§ **Goal**:
Reproduce all of the records below verbatim, line for line.

§ **Data to process**:
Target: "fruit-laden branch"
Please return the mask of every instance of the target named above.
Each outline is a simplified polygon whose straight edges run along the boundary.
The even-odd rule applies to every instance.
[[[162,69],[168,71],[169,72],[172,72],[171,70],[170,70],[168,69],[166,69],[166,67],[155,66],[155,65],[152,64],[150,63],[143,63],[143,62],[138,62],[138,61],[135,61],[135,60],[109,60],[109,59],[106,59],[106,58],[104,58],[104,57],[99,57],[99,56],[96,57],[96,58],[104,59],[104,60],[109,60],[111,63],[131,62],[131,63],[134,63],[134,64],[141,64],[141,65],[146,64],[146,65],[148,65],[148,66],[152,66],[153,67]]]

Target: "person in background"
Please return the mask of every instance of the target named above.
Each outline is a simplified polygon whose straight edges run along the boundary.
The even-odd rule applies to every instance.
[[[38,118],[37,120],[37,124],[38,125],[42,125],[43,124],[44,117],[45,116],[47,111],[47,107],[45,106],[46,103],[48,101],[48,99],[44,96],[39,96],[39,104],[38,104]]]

§ **Solution**:
Target: "fruit-laden branch"
Please return the mask of every instance of the target named above.
Each outline is a simplified polygon whose straight edges run along the boundary.
The even-odd rule applies to every instance.
[[[162,69],[168,71],[169,72],[172,72],[171,70],[170,70],[168,69],[166,69],[166,67],[155,66],[155,65],[152,64],[150,63],[143,63],[143,62],[138,62],[138,61],[135,61],[135,60],[109,60],[109,59],[106,59],[106,58],[104,58],[104,57],[99,57],[99,56],[96,57],[96,58],[104,59],[104,60],[109,60],[111,63],[131,62],[131,63],[134,63],[134,64],[141,64],[141,65],[146,64],[146,65],[148,65],[148,66],[152,66],[153,67]]]

Target: "person in background"
Please return the mask of every instance of the target named above.
Each outline is a simplified polygon whose straight edges run along the boundary.
The even-odd rule applies to every instance.
[[[38,118],[37,120],[37,124],[38,125],[42,125],[43,124],[44,117],[45,116],[47,111],[47,107],[45,106],[46,103],[48,101],[48,99],[44,96],[39,96],[39,104],[38,104]]]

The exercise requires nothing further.